Records drawn from a dataset
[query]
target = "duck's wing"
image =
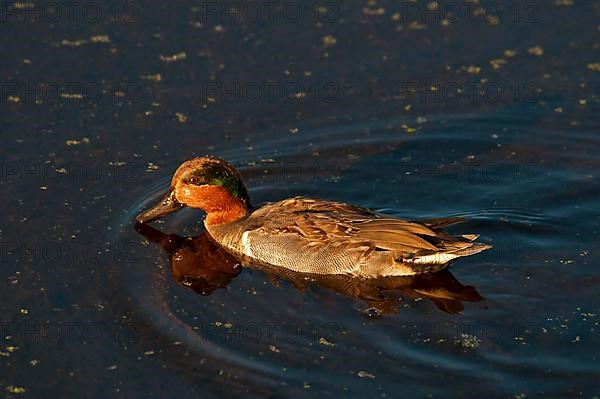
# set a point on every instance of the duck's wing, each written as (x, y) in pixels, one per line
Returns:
(326, 237)
(326, 222)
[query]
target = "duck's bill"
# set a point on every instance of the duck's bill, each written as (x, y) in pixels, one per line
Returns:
(168, 204)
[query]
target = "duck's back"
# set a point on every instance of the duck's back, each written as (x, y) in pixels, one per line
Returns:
(325, 237)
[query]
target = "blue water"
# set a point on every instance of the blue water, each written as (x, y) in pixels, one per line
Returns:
(92, 308)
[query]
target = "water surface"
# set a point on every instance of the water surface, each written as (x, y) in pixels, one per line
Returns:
(491, 117)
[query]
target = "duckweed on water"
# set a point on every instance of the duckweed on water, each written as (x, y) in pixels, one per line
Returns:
(468, 341)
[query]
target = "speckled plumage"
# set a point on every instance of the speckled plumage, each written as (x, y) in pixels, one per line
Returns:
(324, 237)
(309, 235)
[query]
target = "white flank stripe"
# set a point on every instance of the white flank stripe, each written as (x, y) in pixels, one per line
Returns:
(246, 244)
(435, 259)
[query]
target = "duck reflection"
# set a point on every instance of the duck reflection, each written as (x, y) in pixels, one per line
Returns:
(203, 266)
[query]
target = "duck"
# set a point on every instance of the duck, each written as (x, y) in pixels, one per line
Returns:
(203, 266)
(309, 235)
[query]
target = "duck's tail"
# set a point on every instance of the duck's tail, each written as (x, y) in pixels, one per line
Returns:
(433, 261)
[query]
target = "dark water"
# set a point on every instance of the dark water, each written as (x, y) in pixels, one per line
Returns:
(490, 113)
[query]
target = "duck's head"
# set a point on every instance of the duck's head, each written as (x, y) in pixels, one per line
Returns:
(206, 183)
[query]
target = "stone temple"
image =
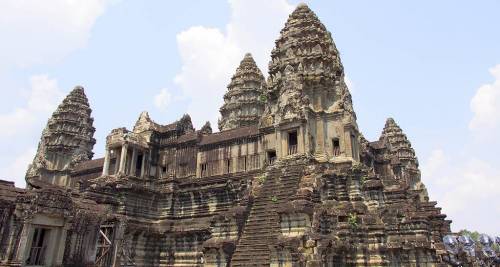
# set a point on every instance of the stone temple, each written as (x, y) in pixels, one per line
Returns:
(289, 180)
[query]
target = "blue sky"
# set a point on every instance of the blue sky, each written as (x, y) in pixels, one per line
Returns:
(432, 65)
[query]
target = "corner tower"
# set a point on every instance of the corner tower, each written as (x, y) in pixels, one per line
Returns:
(404, 162)
(242, 102)
(307, 90)
(66, 140)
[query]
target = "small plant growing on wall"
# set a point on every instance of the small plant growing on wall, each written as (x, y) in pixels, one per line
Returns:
(263, 98)
(353, 220)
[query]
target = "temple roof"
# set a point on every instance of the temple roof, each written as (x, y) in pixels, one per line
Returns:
(303, 40)
(242, 105)
(68, 134)
(398, 144)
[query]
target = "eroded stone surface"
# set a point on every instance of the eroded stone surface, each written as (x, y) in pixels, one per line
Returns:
(243, 102)
(289, 181)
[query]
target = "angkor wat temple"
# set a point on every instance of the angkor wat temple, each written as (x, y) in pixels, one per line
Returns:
(289, 180)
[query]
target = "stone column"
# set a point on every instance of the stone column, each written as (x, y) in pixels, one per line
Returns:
(117, 163)
(300, 140)
(143, 165)
(123, 158)
(60, 244)
(25, 242)
(105, 169)
(133, 162)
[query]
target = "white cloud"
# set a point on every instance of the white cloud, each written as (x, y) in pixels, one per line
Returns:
(16, 170)
(210, 55)
(486, 106)
(466, 189)
(39, 32)
(466, 184)
(42, 99)
(162, 99)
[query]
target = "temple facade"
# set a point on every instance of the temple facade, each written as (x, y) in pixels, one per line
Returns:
(289, 180)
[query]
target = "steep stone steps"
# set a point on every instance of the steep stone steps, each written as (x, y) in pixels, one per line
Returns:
(262, 227)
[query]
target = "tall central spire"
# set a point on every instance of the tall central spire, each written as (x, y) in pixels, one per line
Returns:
(66, 140)
(305, 71)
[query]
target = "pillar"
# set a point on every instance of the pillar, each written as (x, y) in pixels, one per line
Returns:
(143, 165)
(123, 158)
(105, 169)
(133, 162)
(300, 140)
(117, 163)
(25, 240)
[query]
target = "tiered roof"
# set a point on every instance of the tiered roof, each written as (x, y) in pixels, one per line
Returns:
(305, 58)
(398, 144)
(68, 136)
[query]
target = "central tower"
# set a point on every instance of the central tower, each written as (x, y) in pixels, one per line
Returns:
(307, 96)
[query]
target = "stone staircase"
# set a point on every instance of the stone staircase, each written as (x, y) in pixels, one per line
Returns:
(262, 226)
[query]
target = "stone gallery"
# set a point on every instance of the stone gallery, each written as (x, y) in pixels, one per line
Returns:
(289, 180)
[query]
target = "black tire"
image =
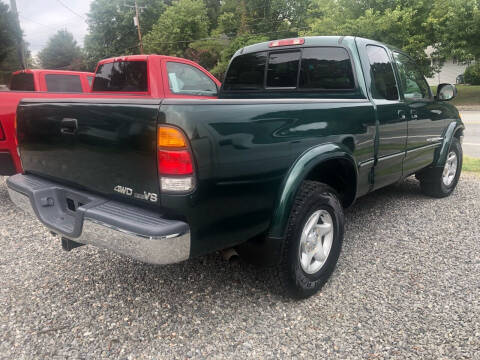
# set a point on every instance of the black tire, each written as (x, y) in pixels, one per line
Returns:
(293, 280)
(431, 180)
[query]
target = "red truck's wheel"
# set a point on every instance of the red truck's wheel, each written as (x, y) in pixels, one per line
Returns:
(313, 241)
(441, 182)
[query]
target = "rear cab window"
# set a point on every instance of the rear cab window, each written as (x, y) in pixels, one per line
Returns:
(22, 82)
(184, 79)
(121, 76)
(306, 69)
(63, 83)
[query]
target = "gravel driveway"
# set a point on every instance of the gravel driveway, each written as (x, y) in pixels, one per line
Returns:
(407, 285)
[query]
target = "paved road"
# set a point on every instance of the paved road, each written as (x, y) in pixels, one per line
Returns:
(471, 142)
(407, 286)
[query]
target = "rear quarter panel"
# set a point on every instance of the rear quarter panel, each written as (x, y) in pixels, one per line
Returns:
(243, 150)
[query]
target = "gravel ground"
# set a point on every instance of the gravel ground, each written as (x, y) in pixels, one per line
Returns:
(407, 286)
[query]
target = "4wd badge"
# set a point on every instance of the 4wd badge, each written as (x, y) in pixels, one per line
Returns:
(148, 196)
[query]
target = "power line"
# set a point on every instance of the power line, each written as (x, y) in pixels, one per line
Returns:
(70, 9)
(35, 22)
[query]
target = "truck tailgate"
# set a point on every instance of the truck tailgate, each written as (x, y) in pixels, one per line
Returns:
(104, 145)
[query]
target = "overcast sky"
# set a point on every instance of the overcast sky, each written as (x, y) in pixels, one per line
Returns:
(40, 19)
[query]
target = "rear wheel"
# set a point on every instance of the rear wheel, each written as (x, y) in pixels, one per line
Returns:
(441, 182)
(313, 241)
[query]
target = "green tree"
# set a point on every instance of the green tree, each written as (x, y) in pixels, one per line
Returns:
(207, 52)
(262, 17)
(61, 52)
(111, 28)
(472, 74)
(182, 23)
(455, 27)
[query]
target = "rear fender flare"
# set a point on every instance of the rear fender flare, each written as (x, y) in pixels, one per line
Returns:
(297, 174)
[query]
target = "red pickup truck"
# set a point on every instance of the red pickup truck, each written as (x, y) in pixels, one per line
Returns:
(152, 77)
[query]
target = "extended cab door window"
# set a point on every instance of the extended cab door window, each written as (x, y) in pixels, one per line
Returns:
(391, 114)
(121, 76)
(246, 72)
(63, 83)
(22, 82)
(184, 79)
(426, 123)
(384, 85)
(413, 83)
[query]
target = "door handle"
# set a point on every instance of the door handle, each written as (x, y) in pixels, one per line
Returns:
(68, 126)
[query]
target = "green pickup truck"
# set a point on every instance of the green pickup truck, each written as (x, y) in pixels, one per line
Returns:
(300, 130)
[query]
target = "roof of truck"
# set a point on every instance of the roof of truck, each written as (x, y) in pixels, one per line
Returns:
(308, 41)
(137, 58)
(50, 71)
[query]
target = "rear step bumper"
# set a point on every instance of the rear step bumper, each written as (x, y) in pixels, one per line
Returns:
(89, 219)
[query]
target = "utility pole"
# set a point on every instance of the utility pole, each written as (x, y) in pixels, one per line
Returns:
(20, 44)
(138, 28)
(136, 21)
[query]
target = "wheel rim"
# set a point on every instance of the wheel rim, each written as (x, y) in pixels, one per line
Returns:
(450, 169)
(316, 241)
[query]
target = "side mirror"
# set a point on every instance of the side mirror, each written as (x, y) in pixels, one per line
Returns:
(446, 92)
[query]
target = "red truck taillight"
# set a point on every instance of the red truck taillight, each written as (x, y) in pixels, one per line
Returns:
(175, 163)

» **Task requirements**: Report every line of the data above that contains the string "badge" by copying it in full.

» **Response**:
target = "4wd badge"
# set a point on every instance of the 4wd badge, each written as (x, y) in pixels, one per line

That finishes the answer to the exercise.